_Exercise aim_: Output nothing but the line containing "Query: orange metal shelving" and the lines after it through the end of the material below, each reproduced exactly.
___ Data
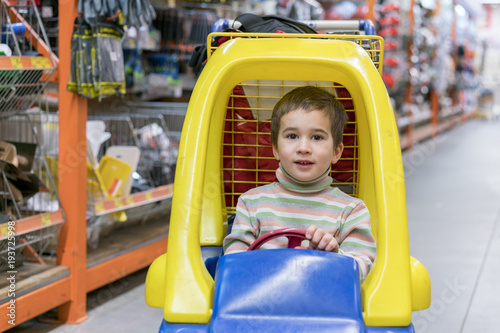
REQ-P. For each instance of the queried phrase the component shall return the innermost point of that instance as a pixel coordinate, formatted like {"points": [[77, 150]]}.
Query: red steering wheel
{"points": [[295, 237]]}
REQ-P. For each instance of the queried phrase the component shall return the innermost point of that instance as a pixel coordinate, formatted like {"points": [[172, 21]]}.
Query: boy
{"points": [[306, 135]]}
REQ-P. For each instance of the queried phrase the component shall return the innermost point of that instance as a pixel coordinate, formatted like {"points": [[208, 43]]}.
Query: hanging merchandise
{"points": [[97, 65]]}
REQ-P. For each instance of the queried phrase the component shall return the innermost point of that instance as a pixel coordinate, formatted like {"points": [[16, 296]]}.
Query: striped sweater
{"points": [[291, 203]]}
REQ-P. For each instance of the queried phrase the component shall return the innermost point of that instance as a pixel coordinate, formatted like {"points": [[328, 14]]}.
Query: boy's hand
{"points": [[320, 240]]}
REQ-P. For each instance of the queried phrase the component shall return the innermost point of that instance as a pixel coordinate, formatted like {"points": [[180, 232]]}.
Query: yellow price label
{"points": [[130, 201], [46, 220], [99, 207], [16, 62], [4, 231], [118, 203]]}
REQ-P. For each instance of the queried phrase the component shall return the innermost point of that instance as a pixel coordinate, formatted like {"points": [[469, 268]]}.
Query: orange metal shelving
{"points": [[68, 291]]}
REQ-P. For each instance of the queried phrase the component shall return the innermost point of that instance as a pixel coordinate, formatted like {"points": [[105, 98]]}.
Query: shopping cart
{"points": [[282, 290]]}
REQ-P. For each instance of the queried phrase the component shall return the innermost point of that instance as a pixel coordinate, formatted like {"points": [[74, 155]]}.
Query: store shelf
______
_Result_:
Query: orange metal shelving
{"points": [[68, 291]]}
REQ-P. For each instance of the queried phrase the component shall return the innermost point of that instance as a pixel coordinate, formatted like {"points": [[105, 98]]}.
Query: shopping cart
{"points": [[282, 290]]}
REQ-P. For each instance of the queried phrase the component shall return the innermost point of that instance as a pixel coordinate, formatted like {"points": [[74, 155]]}.
Query: store shelf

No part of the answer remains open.